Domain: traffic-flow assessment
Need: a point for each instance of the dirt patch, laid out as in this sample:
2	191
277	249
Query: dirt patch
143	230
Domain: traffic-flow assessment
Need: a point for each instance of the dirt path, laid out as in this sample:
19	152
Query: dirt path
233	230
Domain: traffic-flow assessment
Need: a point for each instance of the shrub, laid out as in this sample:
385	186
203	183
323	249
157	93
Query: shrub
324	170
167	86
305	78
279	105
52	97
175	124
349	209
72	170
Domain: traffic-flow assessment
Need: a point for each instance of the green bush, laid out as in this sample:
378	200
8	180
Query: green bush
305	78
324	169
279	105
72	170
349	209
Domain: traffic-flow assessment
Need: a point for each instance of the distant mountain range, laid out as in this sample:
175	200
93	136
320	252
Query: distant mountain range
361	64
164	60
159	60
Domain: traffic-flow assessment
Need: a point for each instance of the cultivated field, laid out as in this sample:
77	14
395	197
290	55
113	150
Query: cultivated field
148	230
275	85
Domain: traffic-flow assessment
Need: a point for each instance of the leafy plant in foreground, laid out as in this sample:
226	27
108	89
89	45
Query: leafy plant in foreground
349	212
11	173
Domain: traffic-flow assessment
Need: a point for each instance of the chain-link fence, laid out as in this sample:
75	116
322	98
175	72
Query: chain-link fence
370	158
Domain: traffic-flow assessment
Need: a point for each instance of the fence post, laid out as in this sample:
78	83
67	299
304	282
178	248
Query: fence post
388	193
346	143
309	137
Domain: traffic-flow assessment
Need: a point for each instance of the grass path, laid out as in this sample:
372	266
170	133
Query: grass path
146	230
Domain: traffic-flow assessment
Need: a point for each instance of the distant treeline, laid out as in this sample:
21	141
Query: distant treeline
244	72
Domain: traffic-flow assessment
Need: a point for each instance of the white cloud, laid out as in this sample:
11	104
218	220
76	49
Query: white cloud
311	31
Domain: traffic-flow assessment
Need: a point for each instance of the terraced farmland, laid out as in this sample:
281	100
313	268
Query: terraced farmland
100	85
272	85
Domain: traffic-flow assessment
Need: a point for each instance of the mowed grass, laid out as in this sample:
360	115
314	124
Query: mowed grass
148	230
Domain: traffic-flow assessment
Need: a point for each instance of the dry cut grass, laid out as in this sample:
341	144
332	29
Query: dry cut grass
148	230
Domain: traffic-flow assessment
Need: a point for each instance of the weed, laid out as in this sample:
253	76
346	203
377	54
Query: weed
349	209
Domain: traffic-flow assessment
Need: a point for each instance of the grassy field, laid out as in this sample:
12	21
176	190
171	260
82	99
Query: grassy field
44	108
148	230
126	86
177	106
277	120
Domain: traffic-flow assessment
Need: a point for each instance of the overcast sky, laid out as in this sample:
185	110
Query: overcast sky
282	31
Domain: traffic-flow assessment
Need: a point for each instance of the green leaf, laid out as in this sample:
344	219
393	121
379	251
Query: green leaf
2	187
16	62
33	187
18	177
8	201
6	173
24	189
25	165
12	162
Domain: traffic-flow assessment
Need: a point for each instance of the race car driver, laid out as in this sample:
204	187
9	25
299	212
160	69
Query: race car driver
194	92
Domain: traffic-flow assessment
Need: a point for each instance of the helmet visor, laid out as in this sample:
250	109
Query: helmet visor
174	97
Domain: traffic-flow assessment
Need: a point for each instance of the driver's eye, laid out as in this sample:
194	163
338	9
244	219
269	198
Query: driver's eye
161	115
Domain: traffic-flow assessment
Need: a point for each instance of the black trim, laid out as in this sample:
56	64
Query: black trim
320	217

= = = = = = =

### Work required
Copy every record again, keeping each word unchanged.

### Task answer
Domain: traffic-flow assessment
Need: a point for each instance of the dirt patch, laid out as in this sample:
2	191
277	249
Query: dirt patch
143	230
Domain: traffic-flow assessment
Need: a point for each instance of the dirt path, laid out as in this sample:
19	152
Query: dirt path
233	230
Domain: traffic-flow assessment
Need: a point for each instance of the shrub, laid out as in this sample:
385	186
203	183
323	249
157	93
Query: shrub
324	170
167	86
305	78
279	105
52	97
175	124
349	209
72	170
Domain: traffic-flow assessment
Need: a point for each instance of the green bush, laid out as in this sample:
378	200
8	180
Query: green bush
305	78
324	169
279	105
72	170
349	209
Domain: traffic-flow assessment
Need: a point for each instance of the distant mountain range, laid out as in this sample:
175	200
93	136
320	252
Query: distant mountain range
361	64
164	60
159	60
Domain: traffic-flow assessment
Need: a point for each instance of the cultivated field, laid out as in this sample:
77	14
395	197
290	55
113	150
Query: cultivated field
148	230
275	85
Domain: traffic-flow assessment
Need: a point for each instance of the leafy plant in foreground, laid out as in this sample:
226	27
108	89
89	45
Query: leafy plant in foreground
349	212
11	173
Domain: traffic-flow assessment
Need: a point for each instance of the chain-link fence, laid out as in this sample:
75	116
322	98
175	72
Query: chain-link fence
370	158
Domain: traffic-flow assessment
Need: a point for each instance of the fence post, laid out as in this sample:
78	83
67	299
304	282
178	248
Query: fence post
388	193
346	143
309	137
Domain: traffic-flow assessment
Need: a point for each instance of the grass path, laid out as in this sample:
372	266
170	133
Query: grass path
146	230
Domain: traffic-flow assessment
Need: a point for each instance of the distant treeline, laid out as in this sample:
21	141
Query: distant treeline
244	72
Domain: traffic-flow assessment
Need: a point for each instance of the white cloud, laid out as in this sample:
11	104
218	220
76	49
Query: white cloud
311	31
Domain: traffic-flow assessment
Need: a point for each instance of the terraced farmland, laid out as in this sample:
281	100
313	268
Query: terraced farmland
100	85
272	85
Domain: traffic-flow assessment
Need: a point for each instance of the mowed grass, laid out as in this sample:
360	115
314	124
Query: mowed grass
148	230
Domain: traffic-flow assessment
Need: a point for each instance of the dry cut grass, laid out as in this sample:
341	144
332	29
Query: dry cut grass
148	230
Domain: traffic-flow assessment
Need: a point for each instance of the weed, laid out as in this sample:
253	76
346	203
377	54
Query: weed
349	209
Domain: traffic-flow assessment
Need: a point for each instance of the grassy field, laid out as in this sample:
12	21
176	190
171	260
82	99
Query: grassy field
44	108
148	230
126	86
177	106
277	120
Domain: traffic-flow assessment
Need: a point for each instance of the overcast sky, laid out as in this sample:
185	110
Query: overcast sky
282	31
Domain: traffic-flow assessment
Need: a point for each instance of the green leaf, laid out as in this sample:
344	219
393	121
379	251
Query: green leaf
2	187
16	62
33	187
18	177
8	201
6	173
24	189
25	165
12	162
Domain: traffic-flow assessment
Need: a point for each instance of the race car driver, laid out as in this sample:
204	187
9	25
299	212
160	69
Query: race car driver
194	92
Domain: traffic-flow assessment
Need: a point for each instance of the helmet visor, laid out as in this sample:
250	109
Query: helmet visor
174	97
Domain: traffic-flow assessment
Need: a point for each instance of the driver's eye, laid out as in this sample:
194	163
338	9
244	219
269	198
Query: driver's eye
161	115
Domain: traffic-flow assessment
Need: a point for each instance of the black trim, laid out as in this sample:
56	64
Query: black trim
320	217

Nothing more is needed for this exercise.